She called her adult children, and daughter Hallie Bateman hopped in the car. “I drove up to be with her, because between my brothers and me, I have no day job, so I was like, I will come see you,” she says. Bateman works as an illustrator—her work has appeared in The New Yorker and she’s illustrated several books—while Hopkins was two days from retiring from her job as a regional magazine publisher in northern California.
The two had always been close, and they’d even collaborated on the popular and critically acclaimed graphic novel about maternal love and anticipatory grief, What to Do When I’m Gone (Bloomsbury, 2018). Now, six years later, they’ve collaborated again, offering a graphic account of what happened to Hopkins in the years after the fateful day of the dumping—tracing her long path through disbelief, shock, and depression and very slowly into understanding and healing. Their new book, What to Do When You Get Dumped, releases next week (also from Bloomsbury), and the mother/daughter duo, both of whom now live in Cincinnati, will launch the book with an event Tuesday at Joseph-Beth Booksellers.

- - -

**Requests:**
• a. From the passage about the mother-and-daughter book, reproduce word for word the part that opens with the words containing "The two had" and closes with "at Joseph-Beth Booksellers.".
• b. According to the passage about the mother-and-daughter book, where will the launch event for the new book take place?
• c. Shorten the paragraph of the passage about the mother-and-daughter book that begins "The two had always been close," keeping its main facts.

- - -

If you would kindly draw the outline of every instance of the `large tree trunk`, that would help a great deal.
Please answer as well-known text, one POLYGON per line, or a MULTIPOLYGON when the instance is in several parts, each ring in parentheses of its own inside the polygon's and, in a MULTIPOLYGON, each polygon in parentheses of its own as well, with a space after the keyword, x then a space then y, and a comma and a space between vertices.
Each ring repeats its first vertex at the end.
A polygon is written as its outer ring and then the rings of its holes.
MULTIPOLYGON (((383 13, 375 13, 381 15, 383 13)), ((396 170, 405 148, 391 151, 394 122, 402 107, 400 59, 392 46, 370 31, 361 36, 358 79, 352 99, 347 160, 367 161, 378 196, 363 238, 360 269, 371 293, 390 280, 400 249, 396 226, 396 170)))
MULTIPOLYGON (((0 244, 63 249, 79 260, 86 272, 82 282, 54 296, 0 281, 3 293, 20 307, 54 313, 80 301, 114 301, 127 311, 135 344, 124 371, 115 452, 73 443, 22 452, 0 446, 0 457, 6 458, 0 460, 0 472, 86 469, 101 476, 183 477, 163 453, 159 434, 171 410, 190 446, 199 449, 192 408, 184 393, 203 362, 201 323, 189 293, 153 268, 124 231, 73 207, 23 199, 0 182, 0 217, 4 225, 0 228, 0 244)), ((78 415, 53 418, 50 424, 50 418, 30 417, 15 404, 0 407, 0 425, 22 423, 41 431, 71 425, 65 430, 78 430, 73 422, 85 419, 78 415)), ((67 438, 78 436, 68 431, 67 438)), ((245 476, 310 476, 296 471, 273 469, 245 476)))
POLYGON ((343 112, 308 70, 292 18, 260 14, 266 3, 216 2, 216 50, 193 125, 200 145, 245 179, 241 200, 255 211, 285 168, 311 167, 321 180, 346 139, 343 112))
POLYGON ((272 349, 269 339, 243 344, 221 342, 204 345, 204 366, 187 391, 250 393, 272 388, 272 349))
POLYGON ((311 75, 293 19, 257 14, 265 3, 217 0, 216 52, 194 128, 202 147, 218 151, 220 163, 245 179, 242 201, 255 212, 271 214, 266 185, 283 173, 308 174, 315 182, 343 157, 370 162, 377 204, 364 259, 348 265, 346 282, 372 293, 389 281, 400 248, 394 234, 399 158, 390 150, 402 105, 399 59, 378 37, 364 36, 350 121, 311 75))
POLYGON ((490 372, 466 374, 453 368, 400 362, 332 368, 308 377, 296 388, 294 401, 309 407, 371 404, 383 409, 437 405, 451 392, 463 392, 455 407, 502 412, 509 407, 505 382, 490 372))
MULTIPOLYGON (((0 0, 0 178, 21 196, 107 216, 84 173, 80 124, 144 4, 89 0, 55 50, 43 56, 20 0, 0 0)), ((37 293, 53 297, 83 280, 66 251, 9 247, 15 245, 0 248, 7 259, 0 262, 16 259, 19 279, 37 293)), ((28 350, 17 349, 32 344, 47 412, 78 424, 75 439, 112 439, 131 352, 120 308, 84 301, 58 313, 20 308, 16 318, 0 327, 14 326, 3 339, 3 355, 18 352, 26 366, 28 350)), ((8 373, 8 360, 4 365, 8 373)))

- - -

**Full solutions:**
• a.
The two had always been close, and they’d even collaborated on the popular and critically acclaimed graphic novel about maternal love and anticipatory grief, What to Do When I’m Gone (Bloomsbury, 2018). Now, six years later, they’ve collaborated again, offering a graphic account of what happened to Hopkins in the years after the fateful day of the dumping—tracing her long path through disbelief, shock, and depression and very slowly into understanding and healing. Their new book, What to Do When You Get Dumped, releases next week (also from Bloomsbury), and the mother/daughter duo, both of whom now live in Cincinnati, will launch the book with an event Tuesday at Joseph-Beth Booksellers.

• b. Joseph-Beth Booksellers, on Tuesday.

• c. Hopkins and Bateman, always close, earlier made the acclaimed graphic novel What to Do When I'm Gone (Bloomsbury, 2018). Six years later, their new graphic book, What to Do When You Get Dumped, follows Hopkins from disbelief, shock, and depression toward understanding and healing. It releases next week from Bloomsbury, and the pair, who both now live in Cincinnati, will launch it Tuesday at Joseph-Beth Booksellers.